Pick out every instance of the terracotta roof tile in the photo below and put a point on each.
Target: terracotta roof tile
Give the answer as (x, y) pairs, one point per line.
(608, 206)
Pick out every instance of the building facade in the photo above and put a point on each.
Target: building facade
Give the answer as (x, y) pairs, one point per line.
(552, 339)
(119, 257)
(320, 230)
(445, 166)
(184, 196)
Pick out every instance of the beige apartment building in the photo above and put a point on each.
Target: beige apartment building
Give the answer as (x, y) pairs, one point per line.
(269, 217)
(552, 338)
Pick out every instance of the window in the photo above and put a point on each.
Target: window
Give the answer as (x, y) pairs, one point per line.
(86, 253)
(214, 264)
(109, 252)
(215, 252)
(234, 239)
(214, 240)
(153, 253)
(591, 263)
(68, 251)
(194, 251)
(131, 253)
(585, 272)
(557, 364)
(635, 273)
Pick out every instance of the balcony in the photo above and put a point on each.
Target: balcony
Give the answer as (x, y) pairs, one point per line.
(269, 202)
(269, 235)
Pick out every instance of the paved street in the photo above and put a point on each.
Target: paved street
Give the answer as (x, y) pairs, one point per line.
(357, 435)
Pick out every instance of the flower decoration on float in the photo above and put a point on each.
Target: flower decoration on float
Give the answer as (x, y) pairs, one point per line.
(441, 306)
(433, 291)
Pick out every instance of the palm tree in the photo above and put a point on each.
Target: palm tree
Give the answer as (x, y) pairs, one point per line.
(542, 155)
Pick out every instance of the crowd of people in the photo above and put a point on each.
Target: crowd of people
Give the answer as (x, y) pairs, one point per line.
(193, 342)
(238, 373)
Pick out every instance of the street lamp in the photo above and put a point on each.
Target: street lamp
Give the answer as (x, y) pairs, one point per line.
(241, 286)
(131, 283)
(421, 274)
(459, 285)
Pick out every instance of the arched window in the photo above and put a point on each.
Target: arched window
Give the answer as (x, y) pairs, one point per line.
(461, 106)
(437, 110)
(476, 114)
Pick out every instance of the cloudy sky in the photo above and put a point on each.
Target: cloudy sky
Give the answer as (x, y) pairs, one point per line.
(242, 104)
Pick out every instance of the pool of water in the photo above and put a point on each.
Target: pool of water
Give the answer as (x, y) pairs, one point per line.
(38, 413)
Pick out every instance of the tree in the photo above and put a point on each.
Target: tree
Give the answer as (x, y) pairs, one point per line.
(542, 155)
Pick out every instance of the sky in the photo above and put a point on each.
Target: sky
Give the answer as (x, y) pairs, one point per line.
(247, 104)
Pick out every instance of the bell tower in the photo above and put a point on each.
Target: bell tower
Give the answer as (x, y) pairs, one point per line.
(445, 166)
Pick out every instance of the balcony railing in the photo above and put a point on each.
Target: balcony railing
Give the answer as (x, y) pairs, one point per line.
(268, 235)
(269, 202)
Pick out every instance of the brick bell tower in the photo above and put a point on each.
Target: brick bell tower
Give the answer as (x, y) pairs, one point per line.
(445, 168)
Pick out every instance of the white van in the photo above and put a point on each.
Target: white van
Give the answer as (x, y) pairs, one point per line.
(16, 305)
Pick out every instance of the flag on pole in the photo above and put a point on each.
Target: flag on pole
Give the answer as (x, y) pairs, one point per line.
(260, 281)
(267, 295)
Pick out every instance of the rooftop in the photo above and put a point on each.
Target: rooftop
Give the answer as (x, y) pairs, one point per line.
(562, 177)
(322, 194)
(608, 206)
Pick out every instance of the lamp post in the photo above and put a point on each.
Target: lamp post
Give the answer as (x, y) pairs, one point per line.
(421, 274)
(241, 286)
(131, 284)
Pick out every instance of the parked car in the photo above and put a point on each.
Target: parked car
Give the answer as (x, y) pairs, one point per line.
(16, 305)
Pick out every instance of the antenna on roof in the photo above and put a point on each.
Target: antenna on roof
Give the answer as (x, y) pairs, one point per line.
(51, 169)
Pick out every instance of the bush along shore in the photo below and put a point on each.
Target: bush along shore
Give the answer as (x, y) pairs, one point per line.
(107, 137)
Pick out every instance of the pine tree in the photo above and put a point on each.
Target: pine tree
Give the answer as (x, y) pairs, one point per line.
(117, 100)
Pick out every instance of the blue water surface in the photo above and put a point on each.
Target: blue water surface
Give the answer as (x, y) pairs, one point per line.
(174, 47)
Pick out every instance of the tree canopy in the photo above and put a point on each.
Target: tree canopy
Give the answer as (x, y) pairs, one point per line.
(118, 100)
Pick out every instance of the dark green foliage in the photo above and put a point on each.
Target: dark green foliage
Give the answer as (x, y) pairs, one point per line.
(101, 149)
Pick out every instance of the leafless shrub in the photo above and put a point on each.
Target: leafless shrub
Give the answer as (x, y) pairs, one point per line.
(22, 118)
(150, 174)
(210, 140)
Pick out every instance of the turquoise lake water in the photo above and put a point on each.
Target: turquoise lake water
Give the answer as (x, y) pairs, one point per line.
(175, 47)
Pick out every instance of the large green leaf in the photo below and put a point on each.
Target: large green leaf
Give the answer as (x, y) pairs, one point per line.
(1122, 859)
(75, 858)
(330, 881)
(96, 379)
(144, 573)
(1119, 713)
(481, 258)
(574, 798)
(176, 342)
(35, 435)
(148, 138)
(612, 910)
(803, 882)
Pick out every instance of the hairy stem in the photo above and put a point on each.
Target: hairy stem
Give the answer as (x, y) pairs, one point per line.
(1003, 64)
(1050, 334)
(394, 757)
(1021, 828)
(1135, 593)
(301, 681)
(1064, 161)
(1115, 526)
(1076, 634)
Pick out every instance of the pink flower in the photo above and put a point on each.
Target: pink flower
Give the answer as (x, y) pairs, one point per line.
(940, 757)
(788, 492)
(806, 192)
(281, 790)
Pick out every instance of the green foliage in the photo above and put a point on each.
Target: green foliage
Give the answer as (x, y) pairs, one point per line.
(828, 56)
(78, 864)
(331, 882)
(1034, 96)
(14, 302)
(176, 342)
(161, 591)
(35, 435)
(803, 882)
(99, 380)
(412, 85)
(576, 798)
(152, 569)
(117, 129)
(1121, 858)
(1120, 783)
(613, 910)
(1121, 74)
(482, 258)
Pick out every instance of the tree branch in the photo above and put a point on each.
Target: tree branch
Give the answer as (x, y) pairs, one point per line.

**What is asked**
All of the material above needs to be retyped word for word.

**Finished exercise**
Pick out every instance of the terracotta roof tile in the photo below and put a point on each.
Target: terracotta roof tile
Give the answer as (x, y) pairs, one point per line.
(608, 206)
Pick out every instance of the building facade in the photo above and put a point on each.
Target: building facade
Give the answer as (x, y) pairs, one point per line.
(552, 339)
(119, 257)
(320, 230)
(445, 166)
(184, 196)
Pick out every instance of the beige apartment building in the photo above and put a point on each.
Target: beige apartment building
Give the answer as (x, y) pairs, one point per line.
(269, 217)
(552, 338)
Pick out every instance of the window in the photo above and put a point on each.
Target: window
Give the answer as (x, y) pairs, one point per line.
(86, 253)
(214, 264)
(109, 252)
(215, 252)
(234, 239)
(214, 240)
(153, 253)
(591, 263)
(68, 251)
(194, 251)
(131, 253)
(585, 272)
(557, 364)
(635, 273)
Pick out every instance of the balcony in the photo above and put a point on each.
Target: balcony
Give the answer as (x, y) pairs, one point per line.
(269, 202)
(269, 235)
Pick out every instance of the paved street in the photo above and put a point on each.
Target: paved street
Give the answer as (x, y) pairs, one point per line.
(357, 435)
Pick out every instance of the flower decoration on float in the photo above and put a point on each.
Target: flower decoration on float
Give the answer as (x, y) pairs, one point per line.
(441, 306)
(433, 291)
Pick out every instance of the palm tree in the photo above and put a point on each.
Target: palm tree
Give the answer as (x, y) pairs, one point per line.
(542, 155)
Pick out every instance of the crowd of people in the photo above and put a point on each.
Target: crowd of people
Give the answer as (x, y) pairs, one point per line.
(193, 342)
(238, 373)
Pick out every instance of the street lamp in the photo above and put a point on each.
Target: street lamp
Give the answer as (x, y) pairs, one point per line.
(241, 286)
(131, 283)
(421, 274)
(459, 285)
Pick out every instance of the arched window in the photo above and put a point on each.
Target: arched window
Give the answer as (x, y) pairs, one point per line.
(461, 106)
(437, 110)
(476, 114)
Pick out every instance of the cloudy sky in the photo above and put a point on each.
Target: cloudy sky
Give the answer as (x, y) pairs, one point per line.
(242, 104)
Pick out every instance of the pool of water in the photo above and put a point on each.
Target: pool of water
Give the answer as (x, y) pairs, one point per line.
(38, 413)
Pick out every instance of the tree in the photo above and put a point on each.
Target: tree
Give the answer as (x, y) pairs, one point per line.
(542, 155)
Pick out every instance of the sky in the photo above and put a point on each.
Target: sky
Give the answer as (x, y) pairs, one point per line.
(247, 104)
Pick out every instance of the bell tower in the photo above and put a point on each.
Target: bell tower
Give the answer as (x, y) pairs, one point per line.
(445, 166)
Pick out every instance of the balcony railing in the photo above and put a point on each.
Target: balcony railing
Give the answer as (x, y) pairs, one point per line.
(268, 235)
(269, 202)
Pick out every instance of the brick bell tower in the photo above and put a point on each.
Target: brick bell tower
Give the answer as (x, y) pairs, one point per line.
(445, 168)
Pick out every instance of the white van in the photo above and put a point on each.
Target: white van
Give the answer as (x, y) pairs, one point per line.
(16, 305)
Pick out every instance of the flag on pole in the photo above and put a point on each.
Target: flag on pole
Give the answer as (x, y) pairs, one point per line.
(260, 281)
(267, 295)
Pick out every instance of the rooftop in the photo above and put a point on each.
Target: rooftop
Give the answer as (x, y) pairs, one point per line.
(562, 177)
(322, 194)
(608, 206)
Pick out every instance of the lamp post in the photo above and put a point on each.
Target: lamp post
Give the answer as (x, y) pairs, one point per line.
(421, 274)
(241, 286)
(131, 284)
Pick out every instance of the parked car in the photo above and put a point on each.
Target: parked car
Give the answer as (x, y) pairs, one point per line.
(16, 305)
Pick out every instance of the antenna on roof in the photo above and put a point on each.
Target: antenna on roof
Give the answer as (x, y) pairs, one point per line.
(51, 169)
Pick out every instance of the bush along shore in the photo below and put a point on each.
Target: bush along shore
Give the answer as (x, y) pairs, one point per line.
(107, 137)
Pick out every instance of the pine tree in the photo above and put a point on each.
Target: pine tree
Give the answer as (x, y) pairs, one point per line.
(117, 100)
Pick out every instance of the blue water surface in the photo above and put a point on each.
Target: blue water surface
Give the answer as (x, y) pairs, one point per line.
(174, 47)
Pick out every instance of the tree canopy in the photo above and put a point on each.
Target: tree canopy
Give the answer as (x, y) pairs, one point per line.
(118, 100)
Pick out every instance of the dark green foliage in the photo above and put a point on each.
Target: dark green foliage
Give the answer as (x, y) pairs, one point per line.
(101, 149)
Pick out every instance of the leafless shrub in the photo above and put a point on each.
Target: leafless shrub
Give the answer as (x, y) pairs, one point per line.
(22, 118)
(150, 174)
(210, 140)
Pick out every instance of the turquoise lake water in the photo above and put a point on each.
Target: turquoise lake water
Give the answer as (x, y) pairs, one point per line.
(175, 47)
Pick out every instance of the large green leaf in the photo below and put a point on each.
Target: large green leaf
Give the answer as (x, y) pairs, one point per line.
(1122, 859)
(75, 858)
(330, 881)
(96, 379)
(144, 573)
(1119, 713)
(481, 258)
(574, 798)
(176, 342)
(35, 435)
(148, 138)
(612, 910)
(803, 882)
Pick out every instance of the hairy stem in the photo above and put a point on each.
Target: hairy stem
Give the answer as (x, y) pairs, one point per line.
(1003, 64)
(1050, 334)
(394, 757)
(1021, 828)
(1135, 593)
(301, 681)
(1064, 161)
(1115, 526)
(1076, 634)
Pick out every instance of the pink flower in the photo above and put a point on each.
Target: pink flower
Give the answer as (x, y) pairs, one point per line.
(940, 757)
(788, 492)
(806, 192)
(281, 790)
Pick out every instance of the green foliage in the photo above and put a point on each.
Target: green foliage
Give the answer as (x, y) pairs, one point per line.
(828, 56)
(78, 864)
(331, 882)
(1034, 96)
(14, 302)
(176, 342)
(161, 591)
(35, 435)
(803, 882)
(99, 380)
(412, 85)
(576, 798)
(152, 569)
(117, 129)
(1121, 858)
(1120, 783)
(613, 910)
(1121, 74)
(482, 258)
Pick out every instance of the tree branch in the photo above and put a point on each.
Target: tree branch
Give the answer as (x, y) pairs, one point per line.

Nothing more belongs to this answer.